LOS ANGELES - Barbra Streisand only met Michael Jackson a few times, but she definitely has some opinions about his alleged molestation of several young boys.
Streisand shared her thoughts with the Times in the U.K. ahead of her July concert at London's Hyde Park. Given that Streisand is one of the few people alive to have experienced a level of stardom similar to Jackson's, interviewer Ed Potton asked about her thoughts on "Leaving Neverland."
The EGOT-winning singer says that she believes Wade Robson and James Safechuck, who allege in the documentary that they were abused by Jackson as children. "Oh absolutely," she said in the interview. "That was too painful."
Streisand says that on the occasions she met Jackson, he was "very sweet, very childlike." But despite the material being painful to watch, she seems to have some sympathy for the late pop star. "His sexual needs were his sexual needs, coming from whatever childhood he has or whatever DNA he has," she told the Times.
"You can say 'molested,' but those children, as you heard them say [the grown-up Robson and Safechuk], they were thrilled to be there. They both married and they both have children, so it didn't kill them."
When asked if she's angry with Jackson, she replies, "It's a combination of feelings. I feel bad for the children. I feel bad for him. I blame, I guess, the parents, who would allow their children to sleep with him. Why would Michael need these little children dressed like him and in the shows and the dancing and the hats?"
Streisand goes on to talk about the Me Too movement, calling it "very powerful." But she says, "Unfortunately, it's going to cause a lot of women not being hired because men are worried they'll be attacked." The interviewer explains that she seems to mean that the men will be worried about being accused of sexual impropriety.
The outspoken diva says her most recent album "Walls" is her most political ever. Although it doesn't mention Donald Trump by name, Streisand is strongly anti-Trump and many of the songs revolve around themes like "Don't Lie to Me."

##############################

**Your objective:** According to the article, what is the title of Streisand's most recent album? The lines placed after the article are not needed.

##############################

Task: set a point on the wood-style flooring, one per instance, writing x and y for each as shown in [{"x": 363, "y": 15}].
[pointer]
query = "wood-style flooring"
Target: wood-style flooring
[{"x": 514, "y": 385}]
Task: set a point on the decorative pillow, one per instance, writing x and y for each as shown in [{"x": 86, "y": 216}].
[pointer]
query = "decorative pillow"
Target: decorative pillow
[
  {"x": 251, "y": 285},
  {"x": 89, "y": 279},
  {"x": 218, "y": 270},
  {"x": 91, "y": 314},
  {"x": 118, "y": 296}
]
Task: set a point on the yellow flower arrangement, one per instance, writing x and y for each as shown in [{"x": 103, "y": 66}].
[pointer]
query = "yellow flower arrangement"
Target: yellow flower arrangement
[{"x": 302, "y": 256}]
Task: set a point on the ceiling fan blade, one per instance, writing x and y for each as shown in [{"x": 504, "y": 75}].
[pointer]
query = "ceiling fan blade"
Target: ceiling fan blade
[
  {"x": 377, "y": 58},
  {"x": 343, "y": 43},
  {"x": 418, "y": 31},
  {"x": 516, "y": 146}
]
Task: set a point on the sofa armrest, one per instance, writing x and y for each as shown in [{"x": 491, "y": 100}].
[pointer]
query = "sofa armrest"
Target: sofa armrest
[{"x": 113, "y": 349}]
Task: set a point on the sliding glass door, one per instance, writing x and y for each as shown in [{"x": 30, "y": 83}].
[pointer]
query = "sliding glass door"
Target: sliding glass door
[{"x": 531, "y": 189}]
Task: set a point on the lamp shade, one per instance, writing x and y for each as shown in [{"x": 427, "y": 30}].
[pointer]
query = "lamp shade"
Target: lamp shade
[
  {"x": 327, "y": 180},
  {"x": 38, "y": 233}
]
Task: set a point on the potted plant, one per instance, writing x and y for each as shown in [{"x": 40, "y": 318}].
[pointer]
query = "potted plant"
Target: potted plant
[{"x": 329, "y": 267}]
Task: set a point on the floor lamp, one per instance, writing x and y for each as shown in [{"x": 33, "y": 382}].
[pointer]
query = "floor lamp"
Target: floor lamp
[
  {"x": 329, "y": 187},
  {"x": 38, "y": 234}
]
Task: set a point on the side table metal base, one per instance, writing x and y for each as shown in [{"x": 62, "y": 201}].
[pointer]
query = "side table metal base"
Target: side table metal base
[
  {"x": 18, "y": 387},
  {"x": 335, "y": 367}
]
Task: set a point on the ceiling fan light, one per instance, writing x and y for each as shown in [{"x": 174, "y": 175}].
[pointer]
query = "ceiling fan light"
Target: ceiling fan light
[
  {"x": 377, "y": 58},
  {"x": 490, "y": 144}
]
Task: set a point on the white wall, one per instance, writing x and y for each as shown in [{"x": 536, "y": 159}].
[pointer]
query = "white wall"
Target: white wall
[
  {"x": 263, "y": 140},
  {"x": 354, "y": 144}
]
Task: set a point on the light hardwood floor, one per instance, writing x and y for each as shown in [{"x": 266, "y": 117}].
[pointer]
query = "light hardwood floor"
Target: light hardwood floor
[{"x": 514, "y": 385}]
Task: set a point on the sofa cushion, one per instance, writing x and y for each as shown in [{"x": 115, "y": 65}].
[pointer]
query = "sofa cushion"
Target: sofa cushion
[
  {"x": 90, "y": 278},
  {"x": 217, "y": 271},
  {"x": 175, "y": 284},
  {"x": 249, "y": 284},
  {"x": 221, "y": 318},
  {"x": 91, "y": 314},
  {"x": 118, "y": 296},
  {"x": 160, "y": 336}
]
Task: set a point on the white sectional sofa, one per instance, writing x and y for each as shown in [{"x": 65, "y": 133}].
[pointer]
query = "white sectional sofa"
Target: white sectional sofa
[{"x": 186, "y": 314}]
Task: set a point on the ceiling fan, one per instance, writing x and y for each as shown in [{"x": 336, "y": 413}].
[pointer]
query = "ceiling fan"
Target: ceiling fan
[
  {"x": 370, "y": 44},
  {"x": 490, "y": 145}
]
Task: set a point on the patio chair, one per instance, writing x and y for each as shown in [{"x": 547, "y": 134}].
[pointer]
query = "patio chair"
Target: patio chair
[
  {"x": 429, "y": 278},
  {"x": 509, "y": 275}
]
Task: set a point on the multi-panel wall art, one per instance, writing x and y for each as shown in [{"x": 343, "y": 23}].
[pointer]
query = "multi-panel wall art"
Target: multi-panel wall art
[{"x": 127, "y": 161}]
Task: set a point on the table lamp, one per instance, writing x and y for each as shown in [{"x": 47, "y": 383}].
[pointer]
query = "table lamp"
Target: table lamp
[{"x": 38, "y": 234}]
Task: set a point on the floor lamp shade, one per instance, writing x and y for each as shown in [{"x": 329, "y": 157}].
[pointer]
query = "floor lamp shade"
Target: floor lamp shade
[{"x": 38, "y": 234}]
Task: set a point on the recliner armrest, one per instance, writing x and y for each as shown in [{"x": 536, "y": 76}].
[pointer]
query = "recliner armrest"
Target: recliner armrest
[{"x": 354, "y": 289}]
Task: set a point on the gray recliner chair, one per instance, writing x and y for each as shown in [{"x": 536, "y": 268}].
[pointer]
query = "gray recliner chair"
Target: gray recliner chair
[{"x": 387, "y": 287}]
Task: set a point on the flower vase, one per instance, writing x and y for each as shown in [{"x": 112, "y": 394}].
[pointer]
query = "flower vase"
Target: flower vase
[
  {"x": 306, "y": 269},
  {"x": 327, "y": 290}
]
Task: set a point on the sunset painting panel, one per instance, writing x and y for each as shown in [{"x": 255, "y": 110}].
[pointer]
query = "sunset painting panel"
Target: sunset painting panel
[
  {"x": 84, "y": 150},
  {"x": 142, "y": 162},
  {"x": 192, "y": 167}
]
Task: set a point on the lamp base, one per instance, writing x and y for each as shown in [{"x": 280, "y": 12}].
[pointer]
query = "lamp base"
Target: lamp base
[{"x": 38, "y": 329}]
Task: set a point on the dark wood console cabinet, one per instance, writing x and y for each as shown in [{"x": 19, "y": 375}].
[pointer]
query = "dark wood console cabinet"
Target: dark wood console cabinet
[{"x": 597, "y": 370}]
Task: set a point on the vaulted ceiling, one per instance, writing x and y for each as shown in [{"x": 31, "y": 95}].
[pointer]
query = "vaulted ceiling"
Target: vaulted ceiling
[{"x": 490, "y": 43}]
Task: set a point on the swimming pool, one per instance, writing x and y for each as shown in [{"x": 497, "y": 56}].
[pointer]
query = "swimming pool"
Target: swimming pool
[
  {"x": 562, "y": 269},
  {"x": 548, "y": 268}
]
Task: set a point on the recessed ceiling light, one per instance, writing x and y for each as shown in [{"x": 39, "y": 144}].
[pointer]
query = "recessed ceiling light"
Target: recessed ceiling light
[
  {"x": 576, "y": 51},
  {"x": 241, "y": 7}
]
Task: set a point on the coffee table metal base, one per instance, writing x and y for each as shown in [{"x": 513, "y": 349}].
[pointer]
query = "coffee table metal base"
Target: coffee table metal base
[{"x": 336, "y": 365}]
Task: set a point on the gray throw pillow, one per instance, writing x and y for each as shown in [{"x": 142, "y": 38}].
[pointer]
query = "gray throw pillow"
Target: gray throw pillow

##############################

**Exercise output:** "Walls"